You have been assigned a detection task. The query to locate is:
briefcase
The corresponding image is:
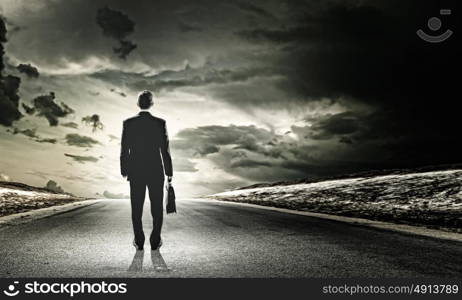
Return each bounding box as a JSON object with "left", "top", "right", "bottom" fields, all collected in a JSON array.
[{"left": 166, "top": 184, "right": 176, "bottom": 214}]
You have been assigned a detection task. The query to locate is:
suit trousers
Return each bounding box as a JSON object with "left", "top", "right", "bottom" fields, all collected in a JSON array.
[{"left": 129, "top": 174, "right": 165, "bottom": 246}]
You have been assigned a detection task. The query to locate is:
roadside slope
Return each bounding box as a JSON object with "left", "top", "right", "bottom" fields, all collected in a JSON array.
[
  {"left": 0, "top": 181, "right": 89, "bottom": 217},
  {"left": 210, "top": 169, "right": 462, "bottom": 233}
]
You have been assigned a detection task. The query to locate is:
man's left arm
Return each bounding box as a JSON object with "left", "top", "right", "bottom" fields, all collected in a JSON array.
[
  {"left": 160, "top": 121, "right": 173, "bottom": 178},
  {"left": 120, "top": 121, "right": 130, "bottom": 178}
]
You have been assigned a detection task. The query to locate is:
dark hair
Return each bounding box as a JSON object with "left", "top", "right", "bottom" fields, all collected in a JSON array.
[{"left": 137, "top": 90, "right": 153, "bottom": 109}]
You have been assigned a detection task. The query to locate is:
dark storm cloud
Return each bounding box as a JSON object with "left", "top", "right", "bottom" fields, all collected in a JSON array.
[
  {"left": 95, "top": 6, "right": 135, "bottom": 41},
  {"left": 61, "top": 121, "right": 79, "bottom": 129},
  {"left": 234, "top": 0, "right": 462, "bottom": 168},
  {"left": 235, "top": 2, "right": 276, "bottom": 20},
  {"left": 296, "top": 108, "right": 442, "bottom": 154},
  {"left": 173, "top": 125, "right": 275, "bottom": 157},
  {"left": 35, "top": 138, "right": 57, "bottom": 144},
  {"left": 4, "top": 0, "right": 259, "bottom": 75},
  {"left": 238, "top": 1, "right": 458, "bottom": 105},
  {"left": 0, "top": 18, "right": 22, "bottom": 127},
  {"left": 0, "top": 17, "right": 6, "bottom": 71},
  {"left": 65, "top": 133, "right": 100, "bottom": 148},
  {"left": 64, "top": 153, "right": 99, "bottom": 163},
  {"left": 147, "top": 67, "right": 272, "bottom": 92},
  {"left": 16, "top": 63, "right": 39, "bottom": 78},
  {"left": 235, "top": 3, "right": 408, "bottom": 101},
  {"left": 81, "top": 114, "right": 104, "bottom": 132},
  {"left": 171, "top": 120, "right": 431, "bottom": 183},
  {"left": 21, "top": 103, "right": 35, "bottom": 114},
  {"left": 8, "top": 126, "right": 57, "bottom": 144},
  {"left": 113, "top": 40, "right": 137, "bottom": 60},
  {"left": 304, "top": 112, "right": 362, "bottom": 140},
  {"left": 170, "top": 124, "right": 324, "bottom": 181},
  {"left": 109, "top": 88, "right": 126, "bottom": 97},
  {"left": 93, "top": 64, "right": 275, "bottom": 94},
  {"left": 229, "top": 159, "right": 272, "bottom": 168},
  {"left": 0, "top": 16, "right": 22, "bottom": 35},
  {"left": 11, "top": 127, "right": 39, "bottom": 139},
  {"left": 30, "top": 92, "right": 74, "bottom": 126},
  {"left": 339, "top": 136, "right": 353, "bottom": 145},
  {"left": 96, "top": 6, "right": 137, "bottom": 59},
  {"left": 178, "top": 22, "right": 203, "bottom": 33}
]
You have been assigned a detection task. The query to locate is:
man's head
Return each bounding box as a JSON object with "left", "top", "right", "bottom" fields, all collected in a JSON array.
[{"left": 137, "top": 90, "right": 153, "bottom": 109}]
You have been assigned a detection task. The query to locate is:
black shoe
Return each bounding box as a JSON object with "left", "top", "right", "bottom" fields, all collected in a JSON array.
[
  {"left": 151, "top": 239, "right": 162, "bottom": 250},
  {"left": 133, "top": 239, "right": 144, "bottom": 251}
]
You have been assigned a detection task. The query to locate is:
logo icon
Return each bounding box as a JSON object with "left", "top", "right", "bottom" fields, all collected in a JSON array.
[
  {"left": 417, "top": 9, "right": 453, "bottom": 43},
  {"left": 3, "top": 281, "right": 20, "bottom": 297}
]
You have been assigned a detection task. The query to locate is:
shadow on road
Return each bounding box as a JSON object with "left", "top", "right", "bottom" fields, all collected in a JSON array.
[
  {"left": 127, "top": 249, "right": 169, "bottom": 273},
  {"left": 151, "top": 250, "right": 169, "bottom": 272},
  {"left": 128, "top": 250, "right": 144, "bottom": 272}
]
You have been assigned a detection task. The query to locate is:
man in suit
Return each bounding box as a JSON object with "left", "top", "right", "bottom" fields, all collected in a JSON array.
[{"left": 120, "top": 90, "right": 173, "bottom": 251}]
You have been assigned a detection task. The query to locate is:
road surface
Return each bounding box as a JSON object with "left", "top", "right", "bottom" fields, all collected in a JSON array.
[{"left": 0, "top": 198, "right": 461, "bottom": 277}]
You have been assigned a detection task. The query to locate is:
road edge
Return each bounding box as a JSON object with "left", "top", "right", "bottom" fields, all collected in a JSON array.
[
  {"left": 188, "top": 198, "right": 462, "bottom": 243},
  {"left": 0, "top": 199, "right": 103, "bottom": 227}
]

———

> **PROBLEM DESCRIPTION**
Given the listing above, repeat exactly the lines starting at the one with "The corresponding image" and ending at the one with "dark storm cloud", inclusive, excluding pictures.

> **RESULT OF THIS TASK**
The corresponding image is:
Return each bounding box as a JSON object with "left", "top", "right", "bottom" fields, all collected in a JSON array.
[{"left": 166, "top": 184, "right": 176, "bottom": 214}]
You have been assigned a detection task. The query to locate is:
suit trousers
Return each bounding box as a JSON object with "left", "top", "right", "bottom" fields, all collected in a JSON array.
[{"left": 129, "top": 174, "right": 165, "bottom": 246}]
You have been assigned a detection task. The query to locate is:
roadside slope
Return each bounding box as a JSON object with "left", "top", "right", "bottom" fields, all collected in a JSON array.
[
  {"left": 0, "top": 181, "right": 89, "bottom": 217},
  {"left": 210, "top": 169, "right": 462, "bottom": 233}
]
You have been assigned a detection task. The query to locate is:
man's left arm
Return each bounding box as a JSON object with "left", "top", "right", "bottom" fields, all collected in a JSON array.
[
  {"left": 160, "top": 121, "right": 173, "bottom": 178},
  {"left": 120, "top": 121, "right": 130, "bottom": 178}
]
You have been assigned a detection task. The query to locate is:
dark hair
Return each bounding box as a JSON object with "left", "top", "right", "bottom" fields, all collected in a JSON array.
[{"left": 137, "top": 90, "right": 153, "bottom": 109}]
You have been assigned a detection task. The query to locate is:
dark storm cloud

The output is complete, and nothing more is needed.